In the opening days of 2020, Maj. Gen. Qasem Soleimani, commander of the Islamic Revolutionary Guard Corps’ (IRGC) Quds Force, was killed by a US drone strike outside Baghdad International Airport. Soleimani was traveling with a host of leading figures from Iraq’s Popular Mobilization Forces (PMF), including deputy commander Abu Mahdi al-Muhandis.
Afshin Rattansi, host of RT’s “Going Underground,” recently spoke with the slain general’s daughter, Zaynab Soleimani, who condemned outgoing US President Donald Trump and incoming US President-elect Joe Biden in equal terms.
“There’s no difference between Biden and Trump, they are the same guy,” the younger Soleimani told Rattansi in an interview due to air on Wednesday. “They are following the same policy, there is no difference between them. Trump ordered the killing of my father, but Biden supported that, so there’s no difference.”

■ **Extracted information**:
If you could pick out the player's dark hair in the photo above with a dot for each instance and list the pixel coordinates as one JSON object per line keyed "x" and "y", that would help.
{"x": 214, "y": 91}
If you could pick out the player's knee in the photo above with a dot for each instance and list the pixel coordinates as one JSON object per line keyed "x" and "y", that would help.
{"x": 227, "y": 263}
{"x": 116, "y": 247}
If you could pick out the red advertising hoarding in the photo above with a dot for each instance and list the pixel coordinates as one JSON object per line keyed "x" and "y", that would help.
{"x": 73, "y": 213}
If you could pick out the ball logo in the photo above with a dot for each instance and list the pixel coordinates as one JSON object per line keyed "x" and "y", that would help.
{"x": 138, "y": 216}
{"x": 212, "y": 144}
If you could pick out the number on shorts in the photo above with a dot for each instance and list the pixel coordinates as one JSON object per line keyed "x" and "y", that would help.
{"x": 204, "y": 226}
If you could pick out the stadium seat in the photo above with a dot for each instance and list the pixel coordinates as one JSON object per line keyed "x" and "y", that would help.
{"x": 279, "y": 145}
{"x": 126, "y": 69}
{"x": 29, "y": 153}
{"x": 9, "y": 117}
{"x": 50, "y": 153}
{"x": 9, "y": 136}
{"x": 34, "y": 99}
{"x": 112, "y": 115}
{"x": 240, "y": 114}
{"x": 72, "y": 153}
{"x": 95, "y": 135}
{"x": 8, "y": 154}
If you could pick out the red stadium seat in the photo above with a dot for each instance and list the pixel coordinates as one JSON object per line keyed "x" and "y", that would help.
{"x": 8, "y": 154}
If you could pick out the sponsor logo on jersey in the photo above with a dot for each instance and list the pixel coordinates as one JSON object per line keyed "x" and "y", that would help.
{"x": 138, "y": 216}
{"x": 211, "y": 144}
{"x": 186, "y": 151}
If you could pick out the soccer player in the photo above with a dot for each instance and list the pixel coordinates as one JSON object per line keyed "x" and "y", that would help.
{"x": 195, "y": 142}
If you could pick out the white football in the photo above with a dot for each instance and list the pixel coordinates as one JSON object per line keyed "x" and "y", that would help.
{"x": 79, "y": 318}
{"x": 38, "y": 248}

■ **About this exercise**: Continue the article on Qasem Soleimani's killing and his daughter's interview, starting after its last sentence. The material above is separate and has nothing to do with the article on Qasem Soleimani's killing.

■ **Answer box**:
“No American will mourn Qassem Soleimani’s passing,” Biden said in a statement tweeted on January 2, when news of Soliemani’s death broke in the US. “He deserved to be brought to justice for his crimes against American troops and thousands of innocents throughout the region. He supported terror and sowed chaos.”
Trump claimed Soleimani, through the PMF and other groups, had masterminded terrorist attacks on US forces and was planning to attack four US embassies - claims senior administration and defense officials told the Washington Post were doubtful or exaggerated at best.
In reality, Soleimani’s close association with the PMF stems from his leadership of Iran and Iraq’s joint fight against Daesh, in which the PMF played a major role in evicting the terrorist group from Iraq and its eventual downfall.
“After killing my father, America thought that everything will be stopped, because they killed General Soleimani, the power of the Middle East. But they are so wrong,” Zaynab Soleimani said.
However, Biden has also signaled his willingness to depart from Trump’s policy and return to the 2015 nuclear agreement with Iran that Trump unilaterally torpedoed in 2018.
Earlier this month, Biden said “it’s going to be hard,” but he would resume cooperating with Tehran under the terms of the 2015 Joint Comprehensive Plan of Action (JCPOA) "as a starting point for follow-on negotiations" if Tehran returned to the agreement’s constraints.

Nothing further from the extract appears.